— START —
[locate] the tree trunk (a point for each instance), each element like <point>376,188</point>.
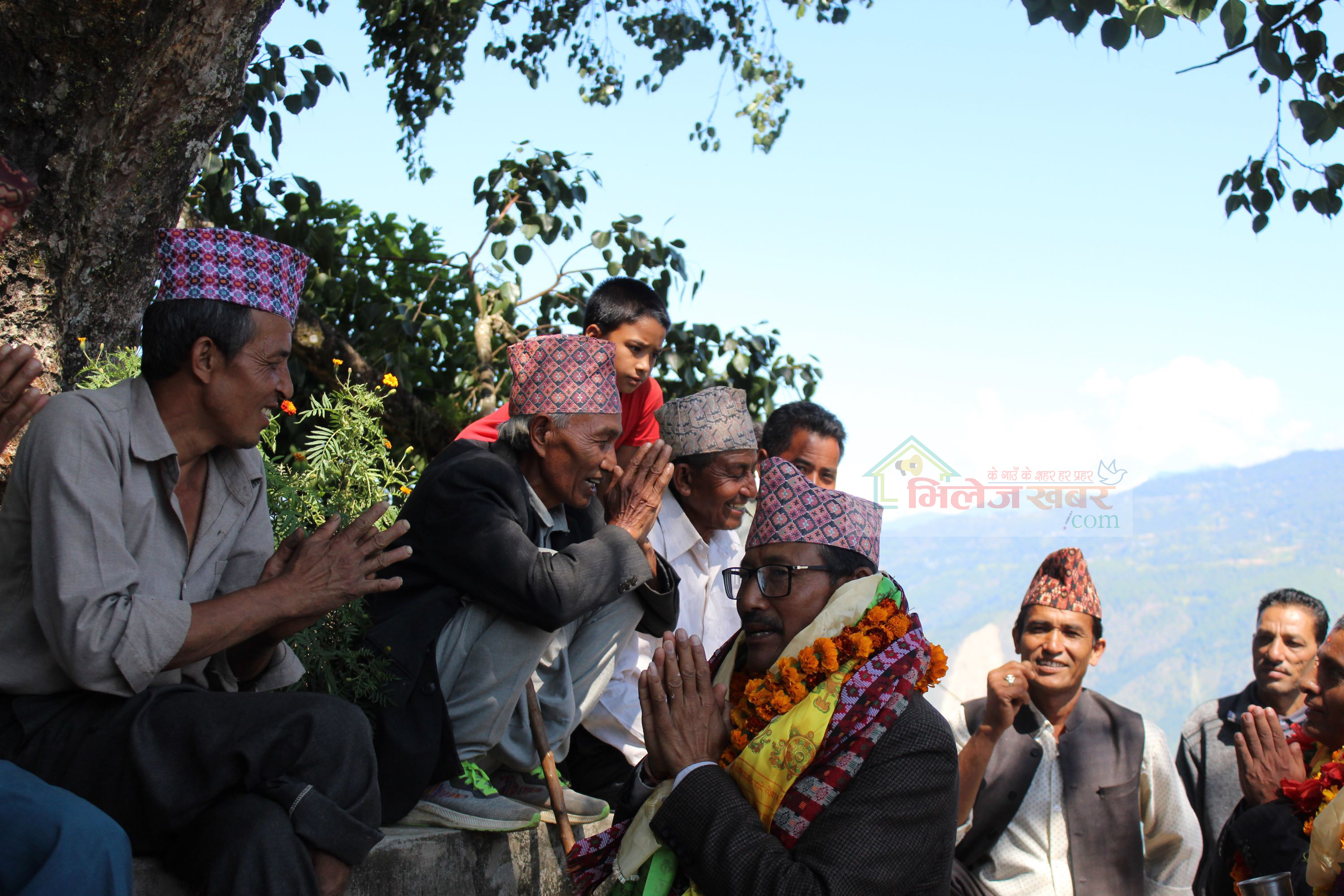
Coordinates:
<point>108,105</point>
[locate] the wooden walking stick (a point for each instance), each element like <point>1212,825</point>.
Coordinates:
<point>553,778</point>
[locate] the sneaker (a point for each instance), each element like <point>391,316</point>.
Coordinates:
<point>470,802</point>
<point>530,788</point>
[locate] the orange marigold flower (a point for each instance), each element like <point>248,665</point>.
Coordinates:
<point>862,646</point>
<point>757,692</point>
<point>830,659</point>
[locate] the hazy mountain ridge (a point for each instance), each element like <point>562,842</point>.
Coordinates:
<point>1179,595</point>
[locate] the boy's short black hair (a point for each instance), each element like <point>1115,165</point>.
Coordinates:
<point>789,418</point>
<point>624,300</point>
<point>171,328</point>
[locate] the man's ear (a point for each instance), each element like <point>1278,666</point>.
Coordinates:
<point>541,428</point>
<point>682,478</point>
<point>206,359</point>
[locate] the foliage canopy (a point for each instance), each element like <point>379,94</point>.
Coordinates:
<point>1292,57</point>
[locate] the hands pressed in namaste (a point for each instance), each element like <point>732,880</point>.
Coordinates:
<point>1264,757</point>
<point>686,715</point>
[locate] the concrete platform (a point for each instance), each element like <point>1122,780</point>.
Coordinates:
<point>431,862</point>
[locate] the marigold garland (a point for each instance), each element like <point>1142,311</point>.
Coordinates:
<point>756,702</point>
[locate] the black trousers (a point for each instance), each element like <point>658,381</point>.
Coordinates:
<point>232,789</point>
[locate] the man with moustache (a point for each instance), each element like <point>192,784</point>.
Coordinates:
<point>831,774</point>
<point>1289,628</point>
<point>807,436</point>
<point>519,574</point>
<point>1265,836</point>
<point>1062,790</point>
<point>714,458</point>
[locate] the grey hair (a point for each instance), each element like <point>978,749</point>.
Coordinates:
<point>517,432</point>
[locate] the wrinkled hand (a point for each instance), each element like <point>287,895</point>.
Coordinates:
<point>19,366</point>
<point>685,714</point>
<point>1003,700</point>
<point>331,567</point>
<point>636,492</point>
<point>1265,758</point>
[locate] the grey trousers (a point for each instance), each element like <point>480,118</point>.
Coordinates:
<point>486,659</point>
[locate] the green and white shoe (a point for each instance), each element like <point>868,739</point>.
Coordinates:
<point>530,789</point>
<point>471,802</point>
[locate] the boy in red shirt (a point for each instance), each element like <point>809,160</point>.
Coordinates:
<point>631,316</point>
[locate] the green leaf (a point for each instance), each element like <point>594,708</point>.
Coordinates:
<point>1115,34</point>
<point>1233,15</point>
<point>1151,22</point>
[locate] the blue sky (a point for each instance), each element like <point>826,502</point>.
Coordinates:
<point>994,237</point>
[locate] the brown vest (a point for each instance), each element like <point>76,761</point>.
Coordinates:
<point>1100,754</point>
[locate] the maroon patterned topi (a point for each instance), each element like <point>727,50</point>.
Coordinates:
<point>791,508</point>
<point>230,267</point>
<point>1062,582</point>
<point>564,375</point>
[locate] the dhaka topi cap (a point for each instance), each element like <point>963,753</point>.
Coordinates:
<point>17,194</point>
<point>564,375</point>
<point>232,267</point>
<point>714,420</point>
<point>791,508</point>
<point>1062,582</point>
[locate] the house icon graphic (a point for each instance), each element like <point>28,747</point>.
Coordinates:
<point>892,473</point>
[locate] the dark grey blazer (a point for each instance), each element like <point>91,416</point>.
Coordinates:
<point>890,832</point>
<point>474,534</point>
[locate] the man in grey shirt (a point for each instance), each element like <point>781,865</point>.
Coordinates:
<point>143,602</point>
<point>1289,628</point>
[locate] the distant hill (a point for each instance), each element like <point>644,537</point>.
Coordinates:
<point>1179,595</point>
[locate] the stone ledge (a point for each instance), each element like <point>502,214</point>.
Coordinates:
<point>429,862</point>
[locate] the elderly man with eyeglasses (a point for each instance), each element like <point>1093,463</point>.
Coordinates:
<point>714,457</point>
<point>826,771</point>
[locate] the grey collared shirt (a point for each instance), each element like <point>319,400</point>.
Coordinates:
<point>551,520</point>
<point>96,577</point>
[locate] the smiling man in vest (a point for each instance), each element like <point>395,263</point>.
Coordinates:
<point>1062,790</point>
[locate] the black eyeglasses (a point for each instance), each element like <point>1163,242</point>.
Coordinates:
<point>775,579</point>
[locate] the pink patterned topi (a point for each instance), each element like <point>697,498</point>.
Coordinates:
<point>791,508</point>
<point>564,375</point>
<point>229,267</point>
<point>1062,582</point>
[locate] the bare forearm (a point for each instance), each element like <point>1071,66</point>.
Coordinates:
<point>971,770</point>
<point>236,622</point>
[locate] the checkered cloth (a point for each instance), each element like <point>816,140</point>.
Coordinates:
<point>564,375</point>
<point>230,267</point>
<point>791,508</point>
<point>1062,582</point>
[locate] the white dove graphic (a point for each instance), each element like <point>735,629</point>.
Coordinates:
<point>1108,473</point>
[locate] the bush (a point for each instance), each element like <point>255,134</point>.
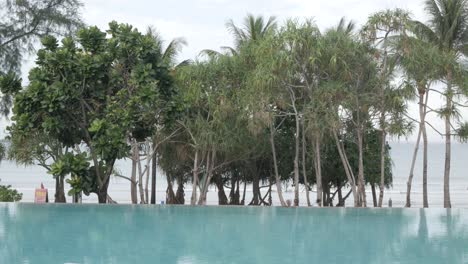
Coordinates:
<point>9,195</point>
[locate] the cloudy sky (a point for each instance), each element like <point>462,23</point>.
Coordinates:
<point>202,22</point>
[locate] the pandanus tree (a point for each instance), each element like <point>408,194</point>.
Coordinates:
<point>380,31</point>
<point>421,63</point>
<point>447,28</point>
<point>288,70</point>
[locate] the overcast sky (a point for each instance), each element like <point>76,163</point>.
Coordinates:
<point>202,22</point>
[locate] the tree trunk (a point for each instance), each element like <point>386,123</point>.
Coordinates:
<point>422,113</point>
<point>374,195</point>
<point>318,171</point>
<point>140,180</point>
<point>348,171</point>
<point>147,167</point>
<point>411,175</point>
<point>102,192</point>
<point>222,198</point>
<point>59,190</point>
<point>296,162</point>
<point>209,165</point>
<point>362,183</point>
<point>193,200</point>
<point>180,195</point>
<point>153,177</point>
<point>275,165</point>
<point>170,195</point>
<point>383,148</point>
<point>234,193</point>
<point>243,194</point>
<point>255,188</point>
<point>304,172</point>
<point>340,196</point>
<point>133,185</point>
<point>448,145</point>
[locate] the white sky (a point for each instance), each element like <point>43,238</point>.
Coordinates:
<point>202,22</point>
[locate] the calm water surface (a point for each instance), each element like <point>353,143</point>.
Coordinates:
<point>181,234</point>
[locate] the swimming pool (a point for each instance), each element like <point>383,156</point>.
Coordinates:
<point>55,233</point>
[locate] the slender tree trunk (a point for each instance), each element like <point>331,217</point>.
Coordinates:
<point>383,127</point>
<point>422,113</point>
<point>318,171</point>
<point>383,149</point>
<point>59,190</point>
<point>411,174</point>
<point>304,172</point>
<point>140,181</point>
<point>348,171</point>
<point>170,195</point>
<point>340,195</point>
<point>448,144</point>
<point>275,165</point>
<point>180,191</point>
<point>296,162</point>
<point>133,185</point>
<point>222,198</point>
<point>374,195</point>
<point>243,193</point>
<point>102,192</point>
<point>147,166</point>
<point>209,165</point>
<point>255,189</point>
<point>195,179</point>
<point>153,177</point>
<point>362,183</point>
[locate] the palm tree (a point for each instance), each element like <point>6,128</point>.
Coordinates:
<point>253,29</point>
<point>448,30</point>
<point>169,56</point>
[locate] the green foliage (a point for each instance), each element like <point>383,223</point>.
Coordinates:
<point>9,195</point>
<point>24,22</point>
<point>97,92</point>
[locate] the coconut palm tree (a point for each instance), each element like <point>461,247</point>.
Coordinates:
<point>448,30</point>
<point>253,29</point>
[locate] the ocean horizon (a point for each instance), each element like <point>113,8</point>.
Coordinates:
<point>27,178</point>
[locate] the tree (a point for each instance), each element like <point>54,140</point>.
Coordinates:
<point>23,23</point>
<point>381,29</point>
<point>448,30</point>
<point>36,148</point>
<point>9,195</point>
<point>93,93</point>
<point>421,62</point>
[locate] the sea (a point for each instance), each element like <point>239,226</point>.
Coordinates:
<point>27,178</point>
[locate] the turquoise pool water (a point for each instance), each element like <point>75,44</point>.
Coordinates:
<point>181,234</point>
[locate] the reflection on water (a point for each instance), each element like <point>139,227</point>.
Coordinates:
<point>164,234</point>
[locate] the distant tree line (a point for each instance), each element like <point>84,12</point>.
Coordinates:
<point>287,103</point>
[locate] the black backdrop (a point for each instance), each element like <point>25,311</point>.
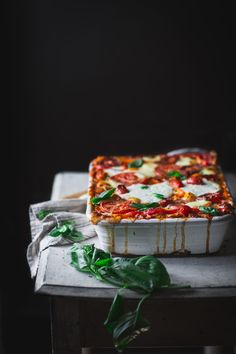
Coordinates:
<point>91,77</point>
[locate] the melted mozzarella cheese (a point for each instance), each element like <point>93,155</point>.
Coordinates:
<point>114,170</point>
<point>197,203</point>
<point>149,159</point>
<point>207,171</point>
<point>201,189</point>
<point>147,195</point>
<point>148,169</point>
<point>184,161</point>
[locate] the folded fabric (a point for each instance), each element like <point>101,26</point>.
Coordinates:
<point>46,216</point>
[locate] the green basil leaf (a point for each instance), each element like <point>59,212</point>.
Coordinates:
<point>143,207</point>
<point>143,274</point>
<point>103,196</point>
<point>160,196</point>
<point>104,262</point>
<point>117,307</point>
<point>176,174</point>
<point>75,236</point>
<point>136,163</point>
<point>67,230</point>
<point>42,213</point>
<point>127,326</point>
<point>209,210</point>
— END —
WORK TO COMPLETE: Edit only the stretch of lines from the one containing "[locate] the hazy" through the one containing "<point>486,659</point>": replace "Coordinates" with "Points" throughout, keep everything else unchanged, and output only that stretch.

OUTPUT FOR THIS EXERCISE:
[locate] the hazy mountain ridge (a point for each instance), each element like <point>562,842</point>.
Points:
<point>1179,595</point>
[locate] the boy's short black hair (a point for each instance), each element like <point>1115,165</point>.
Points:
<point>789,418</point>
<point>624,300</point>
<point>171,328</point>
[locate] the man's ear (a point for each instance), each element like <point>1278,666</point>.
Points:
<point>541,428</point>
<point>682,478</point>
<point>206,359</point>
[locate] the foliage canopy (a point for each instance), each element like <point>379,94</point>.
Points:
<point>1292,57</point>
[locate] the hands pressed in namaste (a point for each instance), each element like <point>732,880</point>.
Points:
<point>1264,757</point>
<point>686,715</point>
[locate] the concrete platform (a point for each instance), each element like <point>1122,780</point>.
Points:
<point>431,862</point>
[locate] the marigold garland (a point for each instance), each element like <point>1142,311</point>.
Points:
<point>756,702</point>
[locate] the black trousers (a point for each instance), each element like <point>658,381</point>.
Points:
<point>232,789</point>
[locate] the man with moustache (a point for each instance), each element like <point>192,784</point>.
Points:
<point>831,774</point>
<point>1289,628</point>
<point>807,436</point>
<point>519,574</point>
<point>1265,836</point>
<point>1062,790</point>
<point>714,458</point>
[locate] the grey hair (a point for each instance), each element like <point>978,749</point>.
Points:
<point>517,432</point>
[locate] the wrinkled hand (a point for each instance), each element like <point>287,895</point>.
Points:
<point>19,366</point>
<point>685,714</point>
<point>1003,700</point>
<point>331,567</point>
<point>636,492</point>
<point>1265,758</point>
[locate] the grey trousers (a point for each instance), each element like <point>480,118</point>.
Points:
<point>486,659</point>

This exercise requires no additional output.